---------- Data section ----------

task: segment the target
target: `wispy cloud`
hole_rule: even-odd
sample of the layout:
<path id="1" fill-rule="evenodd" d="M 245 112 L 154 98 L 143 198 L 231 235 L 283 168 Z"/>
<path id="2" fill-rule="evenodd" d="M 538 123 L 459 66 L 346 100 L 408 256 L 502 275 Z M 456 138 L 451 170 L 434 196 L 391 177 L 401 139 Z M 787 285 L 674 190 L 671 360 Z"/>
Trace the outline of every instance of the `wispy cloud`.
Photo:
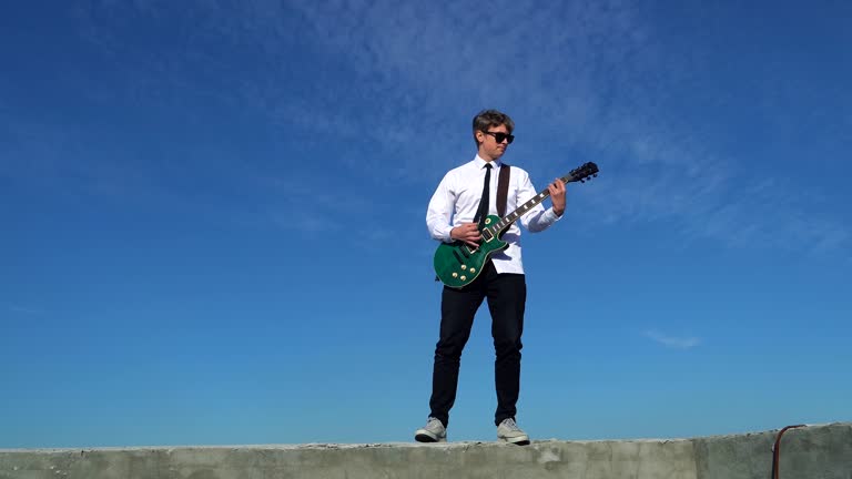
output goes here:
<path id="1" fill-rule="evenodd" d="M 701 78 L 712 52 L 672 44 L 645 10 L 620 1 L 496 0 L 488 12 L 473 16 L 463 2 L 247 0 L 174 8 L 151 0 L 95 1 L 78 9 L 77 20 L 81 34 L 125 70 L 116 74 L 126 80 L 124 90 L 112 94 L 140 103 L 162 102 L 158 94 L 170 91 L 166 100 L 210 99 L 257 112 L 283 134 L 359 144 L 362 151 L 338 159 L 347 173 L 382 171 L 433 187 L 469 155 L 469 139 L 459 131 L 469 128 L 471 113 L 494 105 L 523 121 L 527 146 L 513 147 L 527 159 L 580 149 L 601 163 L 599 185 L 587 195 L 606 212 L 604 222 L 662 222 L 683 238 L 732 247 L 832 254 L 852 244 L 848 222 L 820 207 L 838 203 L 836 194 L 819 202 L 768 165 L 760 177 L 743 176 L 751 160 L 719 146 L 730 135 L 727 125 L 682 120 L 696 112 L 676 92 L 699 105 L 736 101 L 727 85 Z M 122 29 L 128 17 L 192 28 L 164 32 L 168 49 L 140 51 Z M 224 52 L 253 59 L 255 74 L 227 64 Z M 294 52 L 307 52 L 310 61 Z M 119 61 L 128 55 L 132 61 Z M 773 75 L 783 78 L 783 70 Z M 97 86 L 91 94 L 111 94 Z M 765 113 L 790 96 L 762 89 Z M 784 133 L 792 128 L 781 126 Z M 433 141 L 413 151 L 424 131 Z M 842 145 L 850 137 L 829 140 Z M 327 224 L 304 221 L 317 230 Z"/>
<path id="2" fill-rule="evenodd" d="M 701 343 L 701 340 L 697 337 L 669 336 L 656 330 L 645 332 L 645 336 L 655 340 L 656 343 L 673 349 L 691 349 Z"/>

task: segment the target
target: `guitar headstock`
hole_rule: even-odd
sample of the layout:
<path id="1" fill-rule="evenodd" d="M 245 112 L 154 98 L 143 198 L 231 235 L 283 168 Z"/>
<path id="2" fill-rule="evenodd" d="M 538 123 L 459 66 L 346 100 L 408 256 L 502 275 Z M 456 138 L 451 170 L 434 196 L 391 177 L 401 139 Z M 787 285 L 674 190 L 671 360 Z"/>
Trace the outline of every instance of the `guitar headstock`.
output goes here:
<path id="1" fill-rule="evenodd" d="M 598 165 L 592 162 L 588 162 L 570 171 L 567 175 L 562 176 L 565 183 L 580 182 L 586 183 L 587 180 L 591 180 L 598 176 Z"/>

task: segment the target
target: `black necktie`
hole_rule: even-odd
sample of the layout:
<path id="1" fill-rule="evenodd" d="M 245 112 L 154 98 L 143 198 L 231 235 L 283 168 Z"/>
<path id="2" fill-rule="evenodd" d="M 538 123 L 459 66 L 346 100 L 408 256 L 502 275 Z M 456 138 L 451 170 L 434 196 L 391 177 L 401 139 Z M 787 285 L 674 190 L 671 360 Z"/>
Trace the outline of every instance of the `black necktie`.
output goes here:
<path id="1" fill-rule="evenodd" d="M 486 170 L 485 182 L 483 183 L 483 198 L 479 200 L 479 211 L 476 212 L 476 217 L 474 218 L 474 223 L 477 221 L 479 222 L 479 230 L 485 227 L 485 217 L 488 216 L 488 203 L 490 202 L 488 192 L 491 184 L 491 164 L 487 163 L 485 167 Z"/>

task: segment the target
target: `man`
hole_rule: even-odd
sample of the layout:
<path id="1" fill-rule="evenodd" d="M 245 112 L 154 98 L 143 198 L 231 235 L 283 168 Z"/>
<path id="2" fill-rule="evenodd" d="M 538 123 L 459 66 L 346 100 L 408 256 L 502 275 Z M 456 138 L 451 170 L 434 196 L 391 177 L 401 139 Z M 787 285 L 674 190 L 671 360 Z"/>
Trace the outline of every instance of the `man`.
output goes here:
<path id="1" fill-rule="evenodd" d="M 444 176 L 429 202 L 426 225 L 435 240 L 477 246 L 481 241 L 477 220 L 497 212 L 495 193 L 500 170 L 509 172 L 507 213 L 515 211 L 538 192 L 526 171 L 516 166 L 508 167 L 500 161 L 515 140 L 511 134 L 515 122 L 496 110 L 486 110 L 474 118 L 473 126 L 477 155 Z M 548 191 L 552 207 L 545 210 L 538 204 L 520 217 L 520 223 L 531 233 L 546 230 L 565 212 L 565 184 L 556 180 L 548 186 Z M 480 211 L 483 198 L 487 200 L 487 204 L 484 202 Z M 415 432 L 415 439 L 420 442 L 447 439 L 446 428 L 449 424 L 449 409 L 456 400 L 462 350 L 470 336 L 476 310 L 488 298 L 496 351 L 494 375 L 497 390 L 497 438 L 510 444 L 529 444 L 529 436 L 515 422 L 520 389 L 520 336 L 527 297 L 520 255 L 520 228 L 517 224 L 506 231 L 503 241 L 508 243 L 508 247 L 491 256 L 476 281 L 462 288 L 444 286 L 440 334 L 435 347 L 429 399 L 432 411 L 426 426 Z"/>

----------

#### [Challenge]
Show each line of the records that contains the word "instance", reproducing every such line in full.

#### [Written answer]
Trace the outline of every instance of the `wispy cloud`.
Trace the outline of every instance of the `guitar headstock`.
Trace the outline of every instance of the `black necktie`.
Trace the outline of every instance of the `man`.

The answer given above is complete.